━━ Selected excerpt ━━

On 14 February, the North Siders were set up by an undercover Capone contact, who promised a shipment of Canadian whiskey hijacked from the Italians would be delivered to the SMC Cartage Company garage at 2122 North Clark Street.
Moran’s men arrived before 10.30am to meet the incoming truck but, in a peculiar quirk of fate, the target himself was running late. A police car promptly arrived outside, bearing two men dressed in uniform and two more in civilian clothes. Moran, pulling up just in time to spot the quartet entering the building, quietly moved on.
The four entered the depot, cornered the men and ordered them to line up against a rear wall. A hail of gunfire erupted from a brace of Thompson submachine guns and a shotgun. The perpetrators duly made a getaway in the squad car, never to be identified.
The only survivor was a German shepherd named Highball, his lead tied to a parked car’s bumper nearby.
The dead included Moran’s right-hand man and deputy Albert Kachellek, bookmaker Adam Heyer, business manager Albert Weinshenker, two brother enforcers – Frank and Peter Gusenberg – as well as two associates, optician-turned-gambler Reinhardt Schwimmer and mechanic John May.
When the real cops arrived, Frank Gusenburg was still alive despite being riddled with 22 bullets but refused to say who did it, dying in hospital still loyal to the thieves’ code of honour he had lived by.
The killings, reported on every front page in America, provoked a public outcry. “From coast to coast, people suddenly seemed to be reaching the conclusion that a line had been crossed, that the violence had become too much to bear,” wrote Capone biographer Jonathan Eig.
President Herbert Hoover met with city elders and duly instructed his attorney general, William Mitchell, to “get Capone”. Though widely suspected of having ordered the hit, the mobster was careful to be in Florida at the time it was carried out.
His bodyguard, “Machine Gun” Jack McGurn, was arrested and accused of being the mysterious connection who had set up the whiskey plot, but no case could be made against him. He said he had spent the day with his girlfriend, Louise Rolfe, and quickly married her to ensure she could not be pressured into testifying against him. She was thereafter popularly referred to by the press as the “Blonde Alibi”.
Ballistics experts did trace the Tommy guns used in the massacre to the Michigan home of one Fred “Killer” Burke. A career criminal with ties to Egan’s Rats and the Purple Gang – mobs out of St Louis, Missouri and Detroit, Michigan, respectively – Burke went on the run after he was involved in a car accident in December 1929 and killed the investigating police officer, Charles Skalay, in a moment of panic.
Briefly on the FBI’s Ten Most Wanted list, Burke was found hiding out on a farm in Green City, Missouri, when a local man recognised his mugshot in a copy of True Detective magazine. He was imprisoned for the murder of Skalay in March 1931 and died nine years later of a heart attack.

━━━
━━ Records ━━

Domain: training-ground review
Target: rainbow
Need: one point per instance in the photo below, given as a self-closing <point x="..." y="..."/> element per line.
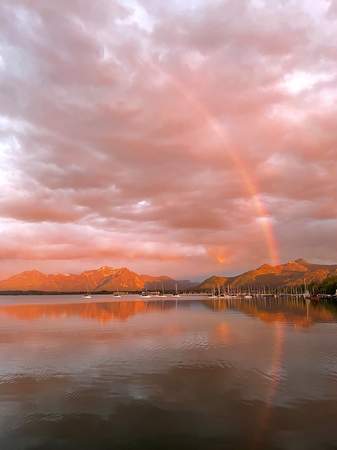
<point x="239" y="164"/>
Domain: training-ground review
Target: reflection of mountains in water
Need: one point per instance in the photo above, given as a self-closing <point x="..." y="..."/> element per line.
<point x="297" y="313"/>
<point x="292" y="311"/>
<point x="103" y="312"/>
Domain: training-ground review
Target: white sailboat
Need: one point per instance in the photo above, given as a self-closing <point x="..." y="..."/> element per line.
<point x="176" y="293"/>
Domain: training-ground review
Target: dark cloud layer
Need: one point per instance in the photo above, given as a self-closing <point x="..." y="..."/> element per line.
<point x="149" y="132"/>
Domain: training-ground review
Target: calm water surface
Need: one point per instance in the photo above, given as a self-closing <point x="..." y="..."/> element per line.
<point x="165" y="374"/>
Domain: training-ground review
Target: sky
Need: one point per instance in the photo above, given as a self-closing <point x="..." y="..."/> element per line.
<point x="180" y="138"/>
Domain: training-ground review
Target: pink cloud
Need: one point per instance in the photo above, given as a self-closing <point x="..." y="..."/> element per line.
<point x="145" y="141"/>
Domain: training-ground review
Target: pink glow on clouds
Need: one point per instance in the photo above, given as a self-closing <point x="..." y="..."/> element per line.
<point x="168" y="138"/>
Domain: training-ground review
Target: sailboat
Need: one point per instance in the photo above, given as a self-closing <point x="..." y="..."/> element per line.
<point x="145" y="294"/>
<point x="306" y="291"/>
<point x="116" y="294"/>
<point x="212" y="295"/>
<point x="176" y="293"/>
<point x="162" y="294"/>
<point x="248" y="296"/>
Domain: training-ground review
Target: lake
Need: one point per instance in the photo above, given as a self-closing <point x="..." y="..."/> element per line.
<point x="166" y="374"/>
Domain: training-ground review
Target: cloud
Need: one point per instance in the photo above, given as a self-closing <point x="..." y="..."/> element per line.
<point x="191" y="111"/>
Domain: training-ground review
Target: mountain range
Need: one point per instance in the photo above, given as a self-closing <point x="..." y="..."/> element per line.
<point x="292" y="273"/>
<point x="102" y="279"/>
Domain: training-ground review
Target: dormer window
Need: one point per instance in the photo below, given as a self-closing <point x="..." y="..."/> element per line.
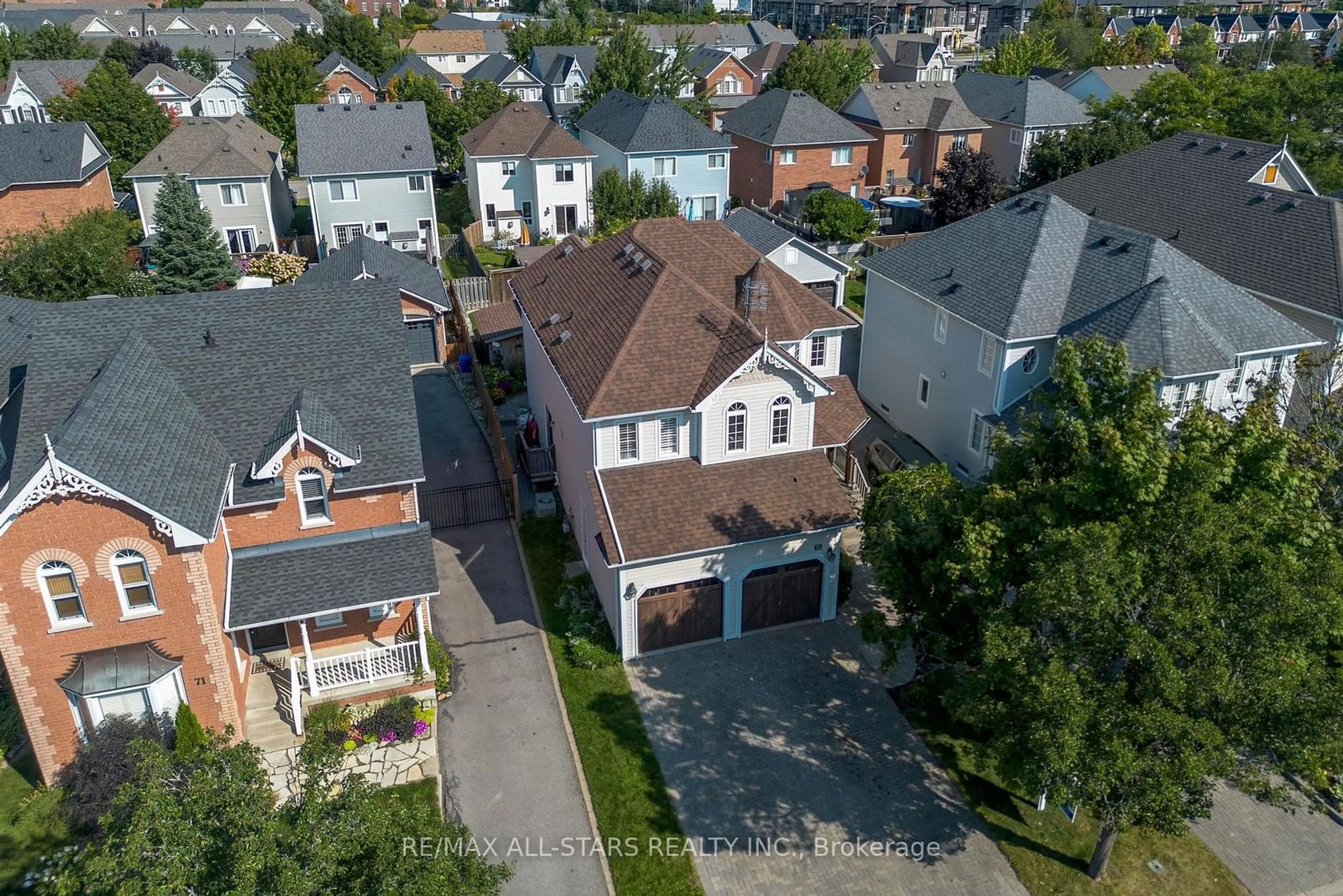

━━━

• [Tasks to perform]
1) In the massacre account, what was the name of the only survivor found at the garage?
2) List every person the massacre account names among the dead.
3) Copy the stretch of the massacre account from the words "The killings, reported" through the words "biographer Jonathan Eig.".
The lines have no connection to the text.

• [Responses in order]
1) A German shepherd named Highball.

2) Albert Kachellek, Adam Heyer, Albert Weinshenker, Frank Gusenberg, Peter Gusenberg, Reinhardt Schwimmer, John May

3)
The killings, reported on every front page in America, provoked a public outcry. “From coast to coast, people suddenly seemed to be reaching the conclusion that a line had been crossed, that the violence had become too much to bear,” wrote Capone biographer Jonathan Eig.